• [Directions]:
Rewrite the entries below, substituting "single point" for every occurrence of "single marker" and leaving all other wording unchanged.

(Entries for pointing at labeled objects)

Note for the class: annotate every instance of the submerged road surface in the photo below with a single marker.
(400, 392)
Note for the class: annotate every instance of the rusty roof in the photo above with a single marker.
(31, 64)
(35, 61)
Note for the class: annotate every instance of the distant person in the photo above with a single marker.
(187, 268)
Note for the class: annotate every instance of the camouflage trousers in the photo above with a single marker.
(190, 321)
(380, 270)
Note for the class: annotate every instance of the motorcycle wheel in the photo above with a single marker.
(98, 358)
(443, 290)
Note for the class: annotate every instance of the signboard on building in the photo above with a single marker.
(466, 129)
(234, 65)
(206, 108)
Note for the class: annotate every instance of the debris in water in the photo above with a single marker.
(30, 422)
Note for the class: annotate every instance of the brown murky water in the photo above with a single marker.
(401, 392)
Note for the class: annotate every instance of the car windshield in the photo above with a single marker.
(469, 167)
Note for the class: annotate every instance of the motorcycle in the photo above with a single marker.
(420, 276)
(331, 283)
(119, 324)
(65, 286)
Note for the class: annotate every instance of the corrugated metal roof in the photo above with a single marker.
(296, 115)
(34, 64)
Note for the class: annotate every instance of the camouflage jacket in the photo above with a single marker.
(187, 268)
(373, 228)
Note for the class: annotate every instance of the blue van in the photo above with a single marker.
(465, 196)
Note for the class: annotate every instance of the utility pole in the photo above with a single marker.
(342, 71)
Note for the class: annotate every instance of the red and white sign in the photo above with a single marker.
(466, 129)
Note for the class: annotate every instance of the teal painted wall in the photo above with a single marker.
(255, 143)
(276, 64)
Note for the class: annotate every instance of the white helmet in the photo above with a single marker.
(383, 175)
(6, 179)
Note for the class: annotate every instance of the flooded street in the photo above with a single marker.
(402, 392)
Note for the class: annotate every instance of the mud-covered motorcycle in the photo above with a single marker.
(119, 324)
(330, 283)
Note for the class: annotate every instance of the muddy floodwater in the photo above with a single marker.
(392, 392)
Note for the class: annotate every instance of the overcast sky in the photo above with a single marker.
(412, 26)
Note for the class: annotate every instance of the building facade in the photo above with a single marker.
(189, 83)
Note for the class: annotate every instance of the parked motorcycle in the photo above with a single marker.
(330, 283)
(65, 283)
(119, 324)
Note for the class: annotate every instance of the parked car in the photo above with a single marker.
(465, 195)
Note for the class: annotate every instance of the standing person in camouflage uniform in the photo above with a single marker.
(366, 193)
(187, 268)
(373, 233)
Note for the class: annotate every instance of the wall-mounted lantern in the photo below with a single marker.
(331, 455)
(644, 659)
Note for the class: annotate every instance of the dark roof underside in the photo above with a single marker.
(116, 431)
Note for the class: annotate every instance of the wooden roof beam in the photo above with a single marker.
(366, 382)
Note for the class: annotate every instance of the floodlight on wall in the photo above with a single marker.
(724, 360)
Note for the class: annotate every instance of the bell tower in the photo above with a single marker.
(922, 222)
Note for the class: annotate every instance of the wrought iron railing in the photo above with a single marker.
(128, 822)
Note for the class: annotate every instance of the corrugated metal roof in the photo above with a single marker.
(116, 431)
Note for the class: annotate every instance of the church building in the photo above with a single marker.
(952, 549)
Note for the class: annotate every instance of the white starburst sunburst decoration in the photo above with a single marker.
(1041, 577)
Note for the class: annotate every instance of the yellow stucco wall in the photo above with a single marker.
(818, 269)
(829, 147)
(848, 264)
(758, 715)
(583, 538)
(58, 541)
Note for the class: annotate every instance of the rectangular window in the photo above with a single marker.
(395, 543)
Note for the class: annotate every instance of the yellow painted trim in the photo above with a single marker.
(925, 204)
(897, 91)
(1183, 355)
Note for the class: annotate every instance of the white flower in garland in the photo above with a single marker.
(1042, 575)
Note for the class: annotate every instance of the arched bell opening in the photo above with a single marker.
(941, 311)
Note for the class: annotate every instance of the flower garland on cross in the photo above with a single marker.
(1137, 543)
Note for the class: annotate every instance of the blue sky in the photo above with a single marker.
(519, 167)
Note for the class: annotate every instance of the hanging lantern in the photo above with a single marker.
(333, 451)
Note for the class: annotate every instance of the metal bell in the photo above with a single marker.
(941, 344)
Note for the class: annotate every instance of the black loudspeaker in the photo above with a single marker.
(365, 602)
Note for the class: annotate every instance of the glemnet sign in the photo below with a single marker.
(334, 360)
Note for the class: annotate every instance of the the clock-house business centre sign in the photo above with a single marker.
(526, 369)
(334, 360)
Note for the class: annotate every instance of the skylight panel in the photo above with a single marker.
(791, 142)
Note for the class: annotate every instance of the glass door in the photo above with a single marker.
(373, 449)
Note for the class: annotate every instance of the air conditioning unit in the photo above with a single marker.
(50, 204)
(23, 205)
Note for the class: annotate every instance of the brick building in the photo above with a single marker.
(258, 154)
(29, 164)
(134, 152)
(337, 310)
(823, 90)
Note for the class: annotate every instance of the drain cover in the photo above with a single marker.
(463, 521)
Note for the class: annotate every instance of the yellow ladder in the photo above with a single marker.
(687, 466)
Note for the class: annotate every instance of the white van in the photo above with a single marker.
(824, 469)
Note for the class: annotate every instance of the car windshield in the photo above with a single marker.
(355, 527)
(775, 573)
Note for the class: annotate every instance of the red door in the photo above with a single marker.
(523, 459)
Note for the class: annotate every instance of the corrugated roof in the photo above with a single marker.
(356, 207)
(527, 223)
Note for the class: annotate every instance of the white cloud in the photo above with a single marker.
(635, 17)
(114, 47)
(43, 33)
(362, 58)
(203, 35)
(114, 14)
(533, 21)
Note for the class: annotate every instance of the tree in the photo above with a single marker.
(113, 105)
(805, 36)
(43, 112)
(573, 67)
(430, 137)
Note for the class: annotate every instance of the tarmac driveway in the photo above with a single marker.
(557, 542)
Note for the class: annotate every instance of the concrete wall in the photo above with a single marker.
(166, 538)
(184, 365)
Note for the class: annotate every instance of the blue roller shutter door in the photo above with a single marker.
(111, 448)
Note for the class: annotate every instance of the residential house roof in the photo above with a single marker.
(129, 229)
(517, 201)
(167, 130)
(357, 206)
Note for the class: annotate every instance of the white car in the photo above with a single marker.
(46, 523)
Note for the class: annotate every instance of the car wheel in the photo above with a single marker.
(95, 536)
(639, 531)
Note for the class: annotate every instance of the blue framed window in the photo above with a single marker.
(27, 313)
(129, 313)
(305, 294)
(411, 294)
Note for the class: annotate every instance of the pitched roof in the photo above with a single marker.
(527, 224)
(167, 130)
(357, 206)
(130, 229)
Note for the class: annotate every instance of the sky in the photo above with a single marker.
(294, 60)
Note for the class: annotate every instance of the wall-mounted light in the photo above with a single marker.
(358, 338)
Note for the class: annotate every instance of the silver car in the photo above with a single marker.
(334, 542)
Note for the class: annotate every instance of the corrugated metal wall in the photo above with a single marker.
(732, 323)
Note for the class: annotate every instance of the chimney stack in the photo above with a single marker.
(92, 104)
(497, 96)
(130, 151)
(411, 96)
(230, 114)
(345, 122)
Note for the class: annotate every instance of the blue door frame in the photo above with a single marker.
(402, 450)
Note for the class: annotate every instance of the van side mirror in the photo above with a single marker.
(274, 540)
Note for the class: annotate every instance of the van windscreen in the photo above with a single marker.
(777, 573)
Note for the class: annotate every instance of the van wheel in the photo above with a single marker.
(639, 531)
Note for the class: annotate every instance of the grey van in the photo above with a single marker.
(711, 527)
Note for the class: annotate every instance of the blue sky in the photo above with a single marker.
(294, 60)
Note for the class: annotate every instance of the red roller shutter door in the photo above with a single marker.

• [Written solution]:
Note for the class: annotate every instance of the submerged road surface in the photo below with a single point.
(400, 392)
Note for the class: annotate every instance of the rusty roof in the photo above with a single point.
(31, 64)
(35, 61)
Note for the class: annotate every instance of the distant person in the photo above with a single point.
(187, 268)
Note for the class: annotate every instance of the camouflage trousers in the photo above with a single point.
(190, 321)
(380, 270)
Note for the class: annotate every instance of the motorcycle wheel in the photo above with a single point.
(98, 358)
(443, 290)
Note for the class: annotate every instance of the signboard on building in the photo above with a single point.
(466, 129)
(234, 65)
(206, 108)
Note for the class: annotate every instance of the debris in water in the photo above with a single point.
(30, 422)
Note for the class: annotate every instance of the brown murky water in the photo above with a single point.
(401, 392)
Note for the class: annotate every instance of the car windshield in the photo above with a single point.
(469, 167)
Note for the class: annotate every instance of the motorcycle in the photo above with a single point.
(420, 276)
(331, 283)
(119, 324)
(65, 286)
Note for the class: annotate every instance of the corrugated metal roof in the photo above with a single point.
(296, 115)
(34, 64)
Note for the class: annotate every instance of the camouflage jacket in the photo above with a single point.
(187, 268)
(373, 228)
Note for the class: annotate every instance of the blue van in the photo above with a single point.
(465, 196)
Note for the class: annotate every instance of the utility pole in the photo above with a single point.
(342, 71)
Note for the class: annotate every instance of the red and white sign in the photo above with a single point.
(466, 129)
Note for the class: annotate every instance of the teal painted wall in the photo above with a single point.
(255, 143)
(276, 64)
Note for the class: annotate every instance of the white helmet in the photo above with a single point.
(383, 175)
(6, 179)
Note for the class: annotate every instance of the flooded street in the photo above with a single point.
(402, 392)
Note for the class: annotate every instance of the mud-covered motorcycle in the photo above with a single point.
(119, 324)
(330, 283)
Note for the class: annotate every instance of the muddy floodwater in the photo above with a single point.
(392, 392)
Note for the class: annotate every instance of the overcast sky in the photo above with a single point.
(412, 26)
Note for the class: annotate every instance of the building facade in the photo above with a single point.
(189, 83)
Note for the class: annotate every instance of the parked motorcycle in the photo above with a single point.
(330, 283)
(65, 283)
(119, 324)
Note for the class: annotate every instance of the parked car in the photo above with a single point.
(465, 195)
Note for the class: annotate every instance of the standing person in camouflage uniform in the photo above with a single point.
(366, 193)
(187, 268)
(373, 233)
Note for the class: annotate every instance of the wall-mounted lantern in the photo below with a single point.
(331, 455)
(644, 659)
Note for the class: annotate every instance of the dark roof underside in the photo above with a single point.
(116, 431)
Note for the class: annotate every instance of the wooden roof beam in the photo above with a single point.
(366, 382)
Note for the class: annotate every instance of the floodlight on wall in the photo above with a single point.
(724, 360)
Note for the class: annotate every instance of the bell tower in the photo above with a single point.
(922, 222)
Note for the class: annotate every instance of the wrought iron railing in the photo above with a single point.
(128, 822)
Note for the class: annotate every instance of the corrugated metal roof in the photo above with a single point.
(116, 431)
Note for the class: annotate every instance of the church building in the photo above with a single point.
(952, 549)
Note for the class: annotate every instance of the white starburst sunburst decoration in the photo above with a single point.
(1041, 577)
Note for the class: annotate every instance of the yellow stucco wall in the photo above with a single point.
(818, 269)
(829, 147)
(848, 264)
(758, 715)
(583, 538)
(58, 541)
Note for the class: annotate every instance of the rectangular window in the photo above with a single point.
(395, 543)
Note for the class: annotate every instance of the yellow painted trim in the photo above with a single point.
(925, 204)
(897, 91)
(1183, 355)
Note for the class: annotate every instance of the white flower in garland in the photo above with a single point.
(1042, 575)
Note for the class: annotate every instance of the arched bell opening in the photo above with a single point.
(941, 311)
Note for the class: annotate every instance of the flower garland on cross in the photo above with a single point.
(1137, 543)
Note for the class: annotate every instance of the blue sky in the photo above with a single point.
(519, 167)
Note for the class: annotate every instance of the hanging lantern in the photo above with a single point.
(333, 451)
Note for the class: annotate every instance of the metal bell in the photo above with a single point.
(941, 344)
Note for the class: annotate every instance of the black loudspeaker in the photo above with a single point.
(365, 602)
Note for the class: annotate every instance of the glemnet sign in the photo below with a single point.
(334, 360)
Note for the class: annotate every instance of the the clock-house business centre sign in the photo above with a single point.
(526, 369)
(334, 360)
Note for the class: annotate every instance of the skylight panel in the photo above with a single point.
(791, 142)
Note for the class: annotate every instance of the glass door in the photo above with a single point.
(373, 449)
Note for the class: annotate every instance of the air conditioning unit in the photo above with a single point.
(50, 204)
(23, 205)
Note for the class: annotate every instance of the brick building in the photo above with a single point.
(258, 154)
(29, 164)
(134, 152)
(337, 310)
(823, 90)
Note for the class: annotate every instance of the drain cover in the photo above with a single point.
(463, 521)
Note for the class: annotate every instance of the yellow ladder in the photo above with a single point.
(687, 466)
Note for the class: annotate every instance of the white van in the photo above with a single point.
(824, 469)
Note for the class: annotate every instance of the car windshield in the photo above with a single point.
(355, 527)
(775, 573)
Note for the class: annotate every instance of the red door in the photo above with a single point.
(523, 459)
Note for the class: annotate every instance of the corrugated roof in the photo above with a single point.
(356, 207)
(527, 223)
Note for the class: annotate every instance of the white cloud in the photo above with a single point.
(635, 17)
(114, 47)
(43, 33)
(362, 58)
(203, 35)
(114, 14)
(533, 21)
Note for the class: annotate every instance of the tree in the photo above with a single point.
(113, 105)
(805, 36)
(43, 112)
(573, 67)
(430, 137)
Note for the class: annotate every instance of the tarmac driveway in the photo above with a single point.
(557, 542)
Note for the class: annotate every instance of the concrete wall in the photo above with a single point.
(166, 538)
(184, 365)
Note for the class: annotate every instance of the blue roller shutter door in the photo above with a single point.
(111, 448)
Note for the class: annotate every instance of the residential house roof in the photo above with a single point.
(129, 229)
(517, 201)
(167, 130)
(357, 206)
Note for the class: annotate every instance of the white car in the photo above with a single point.
(46, 523)
Note for the class: annotate every instance of the car wheel in the photo above with a single point.
(95, 536)
(639, 531)
Note for the class: annotate every instance of the blue framed window in the photo above with a single point.
(27, 313)
(129, 313)
(305, 294)
(411, 294)
Note for the class: annotate every instance of the pitched roof in the photo above with a single point.
(527, 224)
(167, 130)
(357, 206)
(130, 229)
Note for the class: annotate every instance of the sky in the photo above with a single point.
(294, 60)
Note for the class: annotate every instance of the wall-mounted light in the photo above with a single point.
(358, 338)
Note for the class: annotate every instance of the silver car in the photo above with a single point.
(334, 542)
Note for the class: annotate every instance of the corrugated metal wall in the photo above with a single point.
(732, 323)
Note for the class: annotate every instance of the chimney stack in the photo above with a single point.
(92, 104)
(497, 96)
(130, 151)
(411, 96)
(230, 114)
(345, 122)
Note for the class: annotate every instance of the blue door frame in the photo above with a single point.
(402, 450)
Note for the class: annotate every instance of the van side mirror in the photo above with a single point.
(274, 540)
Note for the class: annotate every instance of the van windscreen in the photo above with a single point.
(777, 573)
Note for the class: annotate every instance of the van wheel in the photo above with a single point.
(639, 531)
Note for the class: annotate every instance of the grey van in the photo above with a single point.
(711, 527)
Note for the class: annotate every instance of the blue sky in the photo above with a single point.
(294, 60)
Note for the class: annotate every instance of the red roller shutter door in the photo above with a single point.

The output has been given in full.